Exercise data -
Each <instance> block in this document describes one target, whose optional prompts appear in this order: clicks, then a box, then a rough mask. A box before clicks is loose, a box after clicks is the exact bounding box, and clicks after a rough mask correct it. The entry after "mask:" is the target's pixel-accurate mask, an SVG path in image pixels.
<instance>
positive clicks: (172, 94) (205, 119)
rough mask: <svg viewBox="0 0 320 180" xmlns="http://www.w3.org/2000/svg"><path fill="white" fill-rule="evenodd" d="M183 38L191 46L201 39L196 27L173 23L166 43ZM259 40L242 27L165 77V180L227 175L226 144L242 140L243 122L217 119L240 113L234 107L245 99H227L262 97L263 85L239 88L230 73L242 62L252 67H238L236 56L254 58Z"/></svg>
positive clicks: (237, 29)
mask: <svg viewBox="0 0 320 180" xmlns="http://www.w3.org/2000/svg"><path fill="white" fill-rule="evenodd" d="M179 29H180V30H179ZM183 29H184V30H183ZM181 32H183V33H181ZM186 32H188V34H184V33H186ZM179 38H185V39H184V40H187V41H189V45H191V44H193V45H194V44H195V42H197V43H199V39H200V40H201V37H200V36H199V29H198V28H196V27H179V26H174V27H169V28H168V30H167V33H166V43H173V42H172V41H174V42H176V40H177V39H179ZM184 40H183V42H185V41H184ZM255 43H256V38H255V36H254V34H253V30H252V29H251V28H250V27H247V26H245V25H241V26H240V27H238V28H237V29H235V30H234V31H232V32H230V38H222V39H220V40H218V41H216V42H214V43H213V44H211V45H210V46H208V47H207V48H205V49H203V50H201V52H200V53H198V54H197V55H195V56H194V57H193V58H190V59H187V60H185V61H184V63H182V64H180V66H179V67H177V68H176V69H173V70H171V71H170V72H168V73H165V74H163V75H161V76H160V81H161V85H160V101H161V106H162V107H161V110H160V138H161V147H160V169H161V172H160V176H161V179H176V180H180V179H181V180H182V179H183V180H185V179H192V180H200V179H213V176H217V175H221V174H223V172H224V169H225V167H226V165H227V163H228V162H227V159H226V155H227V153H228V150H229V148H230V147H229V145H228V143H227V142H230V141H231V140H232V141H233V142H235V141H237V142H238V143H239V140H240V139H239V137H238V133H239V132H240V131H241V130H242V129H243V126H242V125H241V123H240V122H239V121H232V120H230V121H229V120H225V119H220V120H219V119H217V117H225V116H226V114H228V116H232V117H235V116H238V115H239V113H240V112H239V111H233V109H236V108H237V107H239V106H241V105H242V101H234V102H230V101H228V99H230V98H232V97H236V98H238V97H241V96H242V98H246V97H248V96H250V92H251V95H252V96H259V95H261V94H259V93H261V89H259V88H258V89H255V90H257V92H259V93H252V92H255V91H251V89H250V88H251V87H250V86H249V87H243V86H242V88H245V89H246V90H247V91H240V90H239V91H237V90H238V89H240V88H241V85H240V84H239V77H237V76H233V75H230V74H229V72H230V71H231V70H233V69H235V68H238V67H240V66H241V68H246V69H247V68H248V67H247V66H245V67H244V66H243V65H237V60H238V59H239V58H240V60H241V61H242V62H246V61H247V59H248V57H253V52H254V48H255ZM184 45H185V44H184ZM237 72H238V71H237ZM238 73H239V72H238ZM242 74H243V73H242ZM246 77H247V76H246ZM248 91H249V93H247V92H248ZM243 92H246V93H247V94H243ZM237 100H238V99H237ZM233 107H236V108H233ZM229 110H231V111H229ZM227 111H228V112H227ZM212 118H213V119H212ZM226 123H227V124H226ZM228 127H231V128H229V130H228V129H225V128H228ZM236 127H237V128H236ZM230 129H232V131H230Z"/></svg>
...
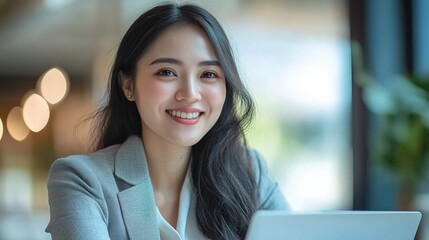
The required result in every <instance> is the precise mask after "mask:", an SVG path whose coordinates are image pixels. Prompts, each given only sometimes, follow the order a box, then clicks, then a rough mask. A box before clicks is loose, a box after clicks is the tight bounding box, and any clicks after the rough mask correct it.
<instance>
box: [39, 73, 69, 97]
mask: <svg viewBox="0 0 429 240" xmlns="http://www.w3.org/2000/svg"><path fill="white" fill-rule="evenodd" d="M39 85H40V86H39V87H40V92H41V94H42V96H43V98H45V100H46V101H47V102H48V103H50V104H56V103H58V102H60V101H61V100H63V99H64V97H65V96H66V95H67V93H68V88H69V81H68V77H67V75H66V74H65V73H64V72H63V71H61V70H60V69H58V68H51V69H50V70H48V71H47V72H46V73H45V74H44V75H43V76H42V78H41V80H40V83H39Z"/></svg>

Brief -
What you return must be the lines above that run from the line with "Each <instance> block" to the line with "rough mask: <svg", inclusive, each copied exactly.

Written response -
Each <instance> block in this document describes one target, whose optional prompts appear in this order: clicks, then a box, then a rough mask. A box before clicks is loose, a box after clicks is the exact bounding box, and clicks after a rough mask correct it. The entry after "mask:" is the target's pixel-accurate mask, an SVG path in image pixels.
<instance>
positive clicks: (172, 94) (205, 119)
rough mask: <svg viewBox="0 0 320 180" xmlns="http://www.w3.org/2000/svg"><path fill="white" fill-rule="evenodd" d="M183 38L191 46L201 39L196 27L173 23L166 43ZM259 40L242 27L165 77V180L227 175L226 144L242 140L243 122L217 119L240 113L234 107L245 99H227L262 97L263 85L239 88L230 73L242 62L252 67H238L236 56L254 58Z"/></svg>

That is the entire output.